*** Opening Document text ***
Michael Simeone 15:18
I think if we have 70% of Republicans not trusting the outcome of the election, if that is a consistent thing, or that is a symptom, that America could become far less governable than it is right now. And I'm not a political pundit. So I'm going to be very careful when I'm when I move out from there. But that suggests that the fact checking wasn't sufficient. That the countermeasures weren't sufficient to cross party lines to overcome the narratives of those kind of political party narratives that have been kicking around prior to the election.
Shawn Walker 15:54
Well do you think that even though the media, political analysts, academics, all predicted that this was going to take days to sort through, especially due to the number of mail in ballots that require more processing than in person ballots, do you think that played a role? Because there was a bit of it was predicted, but there was a roller coaster right? So if you're watching the evening of November 3, then you see Trump has more votes, and then you start to see slowly Biden catch up to those votes, then eventually succeed in capturing a number of states that this process took a fortnight. And even though we were warned, this will take days, maybe a week, maybe more, before we have a final prediction of who's going to win. A lot of folks seem to respond to the lack of instant gratification, the election with belief in a lot of these narratives.
Michael Simeone 16:51
Yeah, I hear you on that one, that there was a cell phone on some of these in that the way that the success of the polls was covered, the way that the counting of the votes was covered? Yeah, I think you could make an argument that contributed to some of the collective unease going on. But as you said, people were warned. Also, over and over again, this is how this goes. How many pollsters in advance of November 3, between November first, second, and the morning of the third rush to put out essays and articles that said, "All right, now there's still a chance that Trump could win. And I want everyone to know that right." There were so much hedging and so much bracing for a nonlinear outcome here. But you're right, there was something about needing to see the result immediately in there. I don't know what to make of that completely. I do take your point that it might not be 100%, the outcome of the misinformation efforts that coverage and people's collective expectations surely has some responsibility in this. But I bring this up because I think it's important to think through how for us, a lot of times we think about fact checking as the solution. When I say us, I just mean like generally when folks do misinformation and disinformation, we think about fact check as that thing that has to happen. And that's 100%. True. That's got to go on the record. But I think this election fortnight, as you say, and I think it indicates how there's the priors to the election or the prior to that event are so important to determining how effective this misinformation or disinformation is going to be.
Shawn Walker 18:27
Yeah, there was this something in the air? Did we say that fact checking doesn't -- We've talked about this often on the podcast, right? We have a emotional, visceral reaction. And that causes us to open up even additional vulnerabilities. And fact checking just doesn't settle that emotional reaction to information or a situation as it's happening. So whenever folks that were pro Biden, at the end of the evening of November 3, their souls are crushed. Because even though they were told, this is what the map is going to look like, at the end of the evening, everyone hoped for something different. Then as the map started to turn more towards Biden, basically, the game shifted to where the folks that were pro Trump started to feel that and then the other folks on the Biden side started to feel more elation. And they traded that back and forth with various states. And that's something fact checking just doesn't wrap you in this warm blanket of comfort when you're feeling emotionally uncomfortable.
*** Closing Document text ***
◆ **List of tasks**:
1. According to the election podcast transcript, why were the media, political analysts, and academics expecting the results to take days to sort through?
2. Rewrite the part of the election podcast transcript from "Michael Simeone 15:18" up to and including "to the election.", replacing "Republicans" with "voters".
Nothing in the listing is needed for the work on this transcript.
*** Opening Extracted information ***
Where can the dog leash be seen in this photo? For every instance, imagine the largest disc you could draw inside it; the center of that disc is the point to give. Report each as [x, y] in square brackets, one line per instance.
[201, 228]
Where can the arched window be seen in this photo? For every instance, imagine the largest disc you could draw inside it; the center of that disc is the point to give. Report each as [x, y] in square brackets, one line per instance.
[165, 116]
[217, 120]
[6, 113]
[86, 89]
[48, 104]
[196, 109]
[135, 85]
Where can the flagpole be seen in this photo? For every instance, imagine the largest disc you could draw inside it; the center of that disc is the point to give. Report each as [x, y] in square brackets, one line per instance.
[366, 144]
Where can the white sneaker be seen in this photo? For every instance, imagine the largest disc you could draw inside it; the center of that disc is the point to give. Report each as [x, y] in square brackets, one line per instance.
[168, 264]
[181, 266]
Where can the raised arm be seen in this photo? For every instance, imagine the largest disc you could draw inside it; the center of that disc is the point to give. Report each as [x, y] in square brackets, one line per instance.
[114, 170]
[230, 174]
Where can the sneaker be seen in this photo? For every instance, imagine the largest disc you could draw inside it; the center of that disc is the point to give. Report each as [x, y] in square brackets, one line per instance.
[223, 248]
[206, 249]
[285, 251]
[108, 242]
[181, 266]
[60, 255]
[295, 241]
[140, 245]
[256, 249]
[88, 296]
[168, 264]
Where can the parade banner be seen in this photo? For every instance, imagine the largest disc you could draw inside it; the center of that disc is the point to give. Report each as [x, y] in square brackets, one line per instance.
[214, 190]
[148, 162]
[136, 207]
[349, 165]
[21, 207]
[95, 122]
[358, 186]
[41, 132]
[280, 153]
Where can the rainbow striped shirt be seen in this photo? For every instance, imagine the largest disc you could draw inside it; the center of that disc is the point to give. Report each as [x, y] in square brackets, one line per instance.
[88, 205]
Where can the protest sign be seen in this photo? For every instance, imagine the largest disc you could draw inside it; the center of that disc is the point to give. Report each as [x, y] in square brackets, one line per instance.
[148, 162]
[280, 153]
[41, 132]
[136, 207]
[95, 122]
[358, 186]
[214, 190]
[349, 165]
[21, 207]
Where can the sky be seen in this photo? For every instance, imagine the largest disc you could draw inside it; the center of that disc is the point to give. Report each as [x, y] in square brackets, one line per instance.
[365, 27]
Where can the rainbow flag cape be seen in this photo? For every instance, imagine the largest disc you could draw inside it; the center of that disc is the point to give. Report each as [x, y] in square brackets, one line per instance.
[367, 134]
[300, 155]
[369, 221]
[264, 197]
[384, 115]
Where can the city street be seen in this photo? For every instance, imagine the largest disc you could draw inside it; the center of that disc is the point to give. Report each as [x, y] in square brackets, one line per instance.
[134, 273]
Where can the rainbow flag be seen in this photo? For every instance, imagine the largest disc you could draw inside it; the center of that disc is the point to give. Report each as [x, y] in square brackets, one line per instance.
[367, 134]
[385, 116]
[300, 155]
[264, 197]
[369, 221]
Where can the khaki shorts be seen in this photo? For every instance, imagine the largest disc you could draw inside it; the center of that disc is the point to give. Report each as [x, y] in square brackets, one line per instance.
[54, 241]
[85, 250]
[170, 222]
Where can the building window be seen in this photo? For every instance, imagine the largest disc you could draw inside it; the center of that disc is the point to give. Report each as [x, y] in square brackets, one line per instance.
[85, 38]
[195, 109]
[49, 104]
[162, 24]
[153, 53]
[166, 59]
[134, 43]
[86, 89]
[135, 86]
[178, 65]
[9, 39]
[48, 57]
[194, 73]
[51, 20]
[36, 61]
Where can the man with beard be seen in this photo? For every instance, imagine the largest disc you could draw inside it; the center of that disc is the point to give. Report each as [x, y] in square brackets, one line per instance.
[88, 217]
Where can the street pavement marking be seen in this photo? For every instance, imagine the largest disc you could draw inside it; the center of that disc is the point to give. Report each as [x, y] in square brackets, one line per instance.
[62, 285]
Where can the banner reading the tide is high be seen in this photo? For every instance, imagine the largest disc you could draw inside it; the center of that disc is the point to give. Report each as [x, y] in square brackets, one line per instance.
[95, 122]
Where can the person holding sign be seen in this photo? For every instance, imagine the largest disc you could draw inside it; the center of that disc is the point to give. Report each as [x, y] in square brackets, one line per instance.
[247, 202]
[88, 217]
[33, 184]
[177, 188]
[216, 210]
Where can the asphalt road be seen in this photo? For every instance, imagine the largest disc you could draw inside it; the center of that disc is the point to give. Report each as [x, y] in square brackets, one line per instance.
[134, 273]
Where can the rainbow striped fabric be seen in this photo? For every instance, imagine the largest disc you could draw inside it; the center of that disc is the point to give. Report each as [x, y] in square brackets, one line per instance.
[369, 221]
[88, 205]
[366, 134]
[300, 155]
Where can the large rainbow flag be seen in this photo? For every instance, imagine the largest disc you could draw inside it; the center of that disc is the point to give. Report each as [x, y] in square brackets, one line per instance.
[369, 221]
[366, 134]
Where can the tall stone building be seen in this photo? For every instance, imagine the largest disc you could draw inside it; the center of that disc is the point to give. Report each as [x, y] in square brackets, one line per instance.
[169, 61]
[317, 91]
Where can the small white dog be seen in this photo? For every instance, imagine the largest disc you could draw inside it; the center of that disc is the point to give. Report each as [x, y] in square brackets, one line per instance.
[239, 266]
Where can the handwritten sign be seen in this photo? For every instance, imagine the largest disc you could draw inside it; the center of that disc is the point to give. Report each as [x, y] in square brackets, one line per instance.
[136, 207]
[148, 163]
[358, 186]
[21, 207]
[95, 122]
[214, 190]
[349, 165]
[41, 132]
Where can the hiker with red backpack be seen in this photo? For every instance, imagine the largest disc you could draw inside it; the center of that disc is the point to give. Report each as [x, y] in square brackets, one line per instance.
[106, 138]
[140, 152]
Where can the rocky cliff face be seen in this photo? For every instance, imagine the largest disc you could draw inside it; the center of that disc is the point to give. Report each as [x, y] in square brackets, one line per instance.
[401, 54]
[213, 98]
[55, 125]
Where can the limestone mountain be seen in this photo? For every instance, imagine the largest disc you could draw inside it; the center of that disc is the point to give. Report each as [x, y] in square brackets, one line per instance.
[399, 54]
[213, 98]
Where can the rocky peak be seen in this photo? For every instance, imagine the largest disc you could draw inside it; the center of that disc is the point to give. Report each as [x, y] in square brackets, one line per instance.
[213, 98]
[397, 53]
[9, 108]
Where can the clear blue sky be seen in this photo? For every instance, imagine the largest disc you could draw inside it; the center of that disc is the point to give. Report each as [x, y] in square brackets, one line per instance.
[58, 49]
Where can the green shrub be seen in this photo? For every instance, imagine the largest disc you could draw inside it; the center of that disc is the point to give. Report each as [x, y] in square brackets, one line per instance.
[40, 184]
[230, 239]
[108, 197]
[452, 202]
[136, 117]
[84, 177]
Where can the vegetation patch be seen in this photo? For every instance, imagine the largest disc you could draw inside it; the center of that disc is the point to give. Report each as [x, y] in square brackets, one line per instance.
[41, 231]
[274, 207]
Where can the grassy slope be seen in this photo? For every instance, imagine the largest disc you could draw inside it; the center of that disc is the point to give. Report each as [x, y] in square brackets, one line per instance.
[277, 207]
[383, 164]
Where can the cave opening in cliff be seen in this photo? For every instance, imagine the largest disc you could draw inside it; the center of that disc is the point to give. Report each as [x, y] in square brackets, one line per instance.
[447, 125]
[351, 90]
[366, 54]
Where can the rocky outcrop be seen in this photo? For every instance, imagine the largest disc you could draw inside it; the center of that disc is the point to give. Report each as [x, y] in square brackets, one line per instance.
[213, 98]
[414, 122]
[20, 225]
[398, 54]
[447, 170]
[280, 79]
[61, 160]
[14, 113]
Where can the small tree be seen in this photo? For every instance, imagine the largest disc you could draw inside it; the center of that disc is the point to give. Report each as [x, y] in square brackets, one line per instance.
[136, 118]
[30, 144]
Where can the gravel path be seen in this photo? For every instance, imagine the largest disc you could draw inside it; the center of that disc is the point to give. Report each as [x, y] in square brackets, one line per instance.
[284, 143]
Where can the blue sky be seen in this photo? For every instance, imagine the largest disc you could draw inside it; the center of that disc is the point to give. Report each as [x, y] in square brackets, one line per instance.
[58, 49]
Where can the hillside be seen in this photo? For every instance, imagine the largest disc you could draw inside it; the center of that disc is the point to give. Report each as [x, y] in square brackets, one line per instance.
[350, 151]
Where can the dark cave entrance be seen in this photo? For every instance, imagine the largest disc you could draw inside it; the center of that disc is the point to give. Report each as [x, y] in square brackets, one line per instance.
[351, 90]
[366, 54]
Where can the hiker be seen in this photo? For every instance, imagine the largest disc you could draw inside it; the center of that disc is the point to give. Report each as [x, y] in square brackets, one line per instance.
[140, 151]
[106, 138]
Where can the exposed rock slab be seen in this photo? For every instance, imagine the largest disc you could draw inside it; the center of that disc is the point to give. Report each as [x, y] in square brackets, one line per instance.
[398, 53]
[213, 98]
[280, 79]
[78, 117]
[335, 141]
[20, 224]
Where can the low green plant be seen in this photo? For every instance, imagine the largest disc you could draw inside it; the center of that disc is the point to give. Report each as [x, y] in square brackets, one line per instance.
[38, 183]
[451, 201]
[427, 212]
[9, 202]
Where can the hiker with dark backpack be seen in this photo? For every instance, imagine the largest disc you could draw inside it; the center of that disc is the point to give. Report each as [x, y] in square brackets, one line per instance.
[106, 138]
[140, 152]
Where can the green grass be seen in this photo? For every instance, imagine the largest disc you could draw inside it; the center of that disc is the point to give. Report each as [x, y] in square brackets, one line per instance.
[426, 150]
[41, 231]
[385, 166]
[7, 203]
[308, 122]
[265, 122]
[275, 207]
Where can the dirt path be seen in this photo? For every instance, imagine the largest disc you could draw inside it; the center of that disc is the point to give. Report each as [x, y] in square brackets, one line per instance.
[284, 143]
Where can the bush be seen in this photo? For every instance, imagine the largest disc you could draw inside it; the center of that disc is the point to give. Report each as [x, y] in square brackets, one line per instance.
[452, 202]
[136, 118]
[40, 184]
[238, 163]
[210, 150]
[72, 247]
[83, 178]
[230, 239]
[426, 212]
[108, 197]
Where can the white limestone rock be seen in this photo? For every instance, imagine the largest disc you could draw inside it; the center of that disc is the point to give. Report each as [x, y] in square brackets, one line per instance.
*** Closing Extracted information ***
◆ **Numbered responses**:
1. They expected the count to take days because of the number of mail-in ballots. Those ballots require more processing than in-person ballots.

2.
Michael Simeone 15:18
I think if we have 70% of voters not trusting the outcome of the election, if that is a consistent thing, or that is a symptom, that America could become far less governable than it is right now. And I'm not a political pundit. So I'm going to be very careful when I'm when I move out from there. But that suggests that the fact checking wasn't sufficient. That the countermeasures weren't sufficient to cross party lines to overcome the narratives of those kind of political party narratives that have been kicking around prior to the election.